Records for processing section start

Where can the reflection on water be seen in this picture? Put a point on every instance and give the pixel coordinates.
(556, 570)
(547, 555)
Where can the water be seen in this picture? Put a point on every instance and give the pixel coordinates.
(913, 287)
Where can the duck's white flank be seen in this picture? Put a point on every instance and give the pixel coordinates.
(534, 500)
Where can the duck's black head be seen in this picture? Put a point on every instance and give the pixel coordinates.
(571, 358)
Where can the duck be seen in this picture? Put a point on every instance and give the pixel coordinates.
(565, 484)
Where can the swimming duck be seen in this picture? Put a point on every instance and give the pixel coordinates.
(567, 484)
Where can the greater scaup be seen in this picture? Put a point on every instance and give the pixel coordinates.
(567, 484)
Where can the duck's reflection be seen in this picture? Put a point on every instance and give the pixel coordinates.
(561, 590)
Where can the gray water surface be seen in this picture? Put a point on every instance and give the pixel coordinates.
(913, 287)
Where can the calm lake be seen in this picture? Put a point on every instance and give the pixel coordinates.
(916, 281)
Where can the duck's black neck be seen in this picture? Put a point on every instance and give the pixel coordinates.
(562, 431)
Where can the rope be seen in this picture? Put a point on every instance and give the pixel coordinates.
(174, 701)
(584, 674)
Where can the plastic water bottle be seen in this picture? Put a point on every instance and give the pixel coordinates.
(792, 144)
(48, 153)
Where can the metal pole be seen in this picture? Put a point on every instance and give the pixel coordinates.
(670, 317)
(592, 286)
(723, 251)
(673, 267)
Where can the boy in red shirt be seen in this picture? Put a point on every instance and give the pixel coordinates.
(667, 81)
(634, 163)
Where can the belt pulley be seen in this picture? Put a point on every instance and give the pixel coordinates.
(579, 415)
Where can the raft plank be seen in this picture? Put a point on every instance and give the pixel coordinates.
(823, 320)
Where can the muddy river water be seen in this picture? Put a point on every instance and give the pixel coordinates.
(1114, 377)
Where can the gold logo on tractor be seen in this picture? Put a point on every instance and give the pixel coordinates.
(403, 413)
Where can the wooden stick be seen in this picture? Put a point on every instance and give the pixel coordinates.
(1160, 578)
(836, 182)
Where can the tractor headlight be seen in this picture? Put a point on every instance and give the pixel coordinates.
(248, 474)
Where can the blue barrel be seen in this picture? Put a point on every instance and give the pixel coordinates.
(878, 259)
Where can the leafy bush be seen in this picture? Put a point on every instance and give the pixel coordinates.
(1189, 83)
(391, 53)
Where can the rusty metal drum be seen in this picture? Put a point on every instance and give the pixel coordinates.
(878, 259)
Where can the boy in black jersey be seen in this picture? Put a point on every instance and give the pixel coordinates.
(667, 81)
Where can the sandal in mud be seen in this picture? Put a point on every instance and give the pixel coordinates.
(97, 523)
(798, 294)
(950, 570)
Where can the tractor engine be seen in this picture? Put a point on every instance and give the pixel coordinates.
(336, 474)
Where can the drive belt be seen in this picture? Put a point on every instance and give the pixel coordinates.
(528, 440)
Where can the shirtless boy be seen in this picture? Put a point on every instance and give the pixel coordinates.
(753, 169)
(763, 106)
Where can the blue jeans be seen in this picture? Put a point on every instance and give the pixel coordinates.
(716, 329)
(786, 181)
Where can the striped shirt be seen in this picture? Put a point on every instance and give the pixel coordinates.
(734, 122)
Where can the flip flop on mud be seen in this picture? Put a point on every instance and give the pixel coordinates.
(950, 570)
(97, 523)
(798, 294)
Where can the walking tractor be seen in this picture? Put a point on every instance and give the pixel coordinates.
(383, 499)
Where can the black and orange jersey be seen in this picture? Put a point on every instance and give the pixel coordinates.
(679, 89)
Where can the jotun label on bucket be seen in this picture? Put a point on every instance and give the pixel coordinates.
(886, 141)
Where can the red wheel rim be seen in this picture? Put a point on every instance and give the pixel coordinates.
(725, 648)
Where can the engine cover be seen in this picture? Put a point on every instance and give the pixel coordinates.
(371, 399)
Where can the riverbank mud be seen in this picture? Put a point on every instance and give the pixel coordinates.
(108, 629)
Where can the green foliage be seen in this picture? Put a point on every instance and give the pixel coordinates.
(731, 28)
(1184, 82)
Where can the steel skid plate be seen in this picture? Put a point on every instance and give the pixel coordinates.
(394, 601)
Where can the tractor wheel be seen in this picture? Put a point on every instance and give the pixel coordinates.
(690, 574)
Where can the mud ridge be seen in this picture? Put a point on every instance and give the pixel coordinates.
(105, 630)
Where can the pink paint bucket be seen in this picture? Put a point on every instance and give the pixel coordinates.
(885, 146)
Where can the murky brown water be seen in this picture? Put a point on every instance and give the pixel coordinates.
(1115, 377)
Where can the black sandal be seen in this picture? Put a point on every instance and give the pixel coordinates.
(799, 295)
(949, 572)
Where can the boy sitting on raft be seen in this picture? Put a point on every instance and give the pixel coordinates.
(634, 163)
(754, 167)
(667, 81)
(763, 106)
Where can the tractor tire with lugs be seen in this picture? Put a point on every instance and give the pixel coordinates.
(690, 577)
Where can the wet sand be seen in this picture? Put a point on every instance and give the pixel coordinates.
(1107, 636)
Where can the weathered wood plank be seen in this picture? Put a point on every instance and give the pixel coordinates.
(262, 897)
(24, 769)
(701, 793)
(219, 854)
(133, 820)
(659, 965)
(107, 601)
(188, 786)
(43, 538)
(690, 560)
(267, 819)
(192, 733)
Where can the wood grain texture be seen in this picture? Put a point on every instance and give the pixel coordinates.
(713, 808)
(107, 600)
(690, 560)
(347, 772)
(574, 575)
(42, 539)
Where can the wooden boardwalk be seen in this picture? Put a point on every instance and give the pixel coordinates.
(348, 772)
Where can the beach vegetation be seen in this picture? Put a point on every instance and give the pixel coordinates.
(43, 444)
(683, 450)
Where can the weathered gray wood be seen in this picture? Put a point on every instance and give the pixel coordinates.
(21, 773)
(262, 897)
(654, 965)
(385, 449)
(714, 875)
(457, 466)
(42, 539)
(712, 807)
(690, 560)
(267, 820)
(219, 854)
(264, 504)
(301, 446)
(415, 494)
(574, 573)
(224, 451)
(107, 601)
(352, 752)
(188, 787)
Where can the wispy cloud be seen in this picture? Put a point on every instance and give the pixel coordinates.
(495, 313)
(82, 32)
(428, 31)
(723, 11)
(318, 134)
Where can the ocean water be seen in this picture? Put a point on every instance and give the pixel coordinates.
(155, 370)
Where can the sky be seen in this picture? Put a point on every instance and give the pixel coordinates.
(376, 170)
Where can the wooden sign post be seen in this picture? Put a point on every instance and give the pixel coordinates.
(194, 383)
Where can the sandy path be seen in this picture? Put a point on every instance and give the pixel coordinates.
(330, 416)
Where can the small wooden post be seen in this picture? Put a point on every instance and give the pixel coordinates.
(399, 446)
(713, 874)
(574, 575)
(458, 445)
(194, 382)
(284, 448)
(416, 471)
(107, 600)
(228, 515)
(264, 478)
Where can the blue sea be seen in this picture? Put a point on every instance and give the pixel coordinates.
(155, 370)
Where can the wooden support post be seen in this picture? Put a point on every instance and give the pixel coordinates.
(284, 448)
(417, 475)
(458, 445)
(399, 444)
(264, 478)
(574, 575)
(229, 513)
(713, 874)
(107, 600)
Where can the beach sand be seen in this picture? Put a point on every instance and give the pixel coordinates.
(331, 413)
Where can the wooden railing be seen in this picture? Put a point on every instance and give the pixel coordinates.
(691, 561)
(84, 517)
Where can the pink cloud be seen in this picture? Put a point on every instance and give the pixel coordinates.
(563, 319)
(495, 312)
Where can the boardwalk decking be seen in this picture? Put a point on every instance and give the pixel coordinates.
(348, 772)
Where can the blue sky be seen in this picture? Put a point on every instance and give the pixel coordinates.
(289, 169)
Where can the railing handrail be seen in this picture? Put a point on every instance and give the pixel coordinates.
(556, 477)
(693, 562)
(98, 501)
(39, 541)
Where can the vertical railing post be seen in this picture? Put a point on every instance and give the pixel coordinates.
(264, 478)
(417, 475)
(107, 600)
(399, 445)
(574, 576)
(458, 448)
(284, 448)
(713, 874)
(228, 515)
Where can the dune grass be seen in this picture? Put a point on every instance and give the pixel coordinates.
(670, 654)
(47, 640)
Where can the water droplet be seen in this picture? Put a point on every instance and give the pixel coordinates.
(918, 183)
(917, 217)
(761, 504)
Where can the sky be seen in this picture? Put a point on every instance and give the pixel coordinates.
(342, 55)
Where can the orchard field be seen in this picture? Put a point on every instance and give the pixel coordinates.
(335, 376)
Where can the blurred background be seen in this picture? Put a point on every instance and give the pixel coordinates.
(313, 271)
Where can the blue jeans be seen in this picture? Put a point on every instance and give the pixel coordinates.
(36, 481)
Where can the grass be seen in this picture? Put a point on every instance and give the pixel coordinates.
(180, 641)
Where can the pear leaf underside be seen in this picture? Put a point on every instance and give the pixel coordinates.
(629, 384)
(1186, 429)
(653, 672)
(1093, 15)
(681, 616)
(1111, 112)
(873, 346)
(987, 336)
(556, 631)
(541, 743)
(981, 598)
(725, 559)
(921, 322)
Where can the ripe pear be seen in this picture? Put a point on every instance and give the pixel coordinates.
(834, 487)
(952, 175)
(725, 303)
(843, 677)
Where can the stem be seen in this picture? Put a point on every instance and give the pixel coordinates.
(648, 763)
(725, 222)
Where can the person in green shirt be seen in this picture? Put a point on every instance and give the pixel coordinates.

Records for processing section end

Your instructions:
Which lines run from the one containing "Where can the grass" to the end of the data? Output them exactly, with nothing added.

Output below:
Where can the grass be seen in this picture? Put a point on every instance and give the pixel coordinates.
(180, 641)
Where can the pear leaf underside be seen in this picture? Put a point on every instance and give the pixel coordinates.
(629, 384)
(1186, 429)
(653, 672)
(1093, 15)
(681, 616)
(1111, 112)
(873, 346)
(987, 336)
(556, 631)
(541, 743)
(981, 598)
(725, 559)
(921, 322)
Where can the ripe pear be seen in this picture? Put a point on every instance and give the pixel coordinates.
(834, 487)
(952, 175)
(725, 303)
(843, 677)
Where can the stem be seen in this picture? Put a point on every instance and give the pixel coordinates.
(648, 763)
(725, 222)
Where can the person in green shirt be seen in this picture? Put a point on every instance and give the pixel coordinates.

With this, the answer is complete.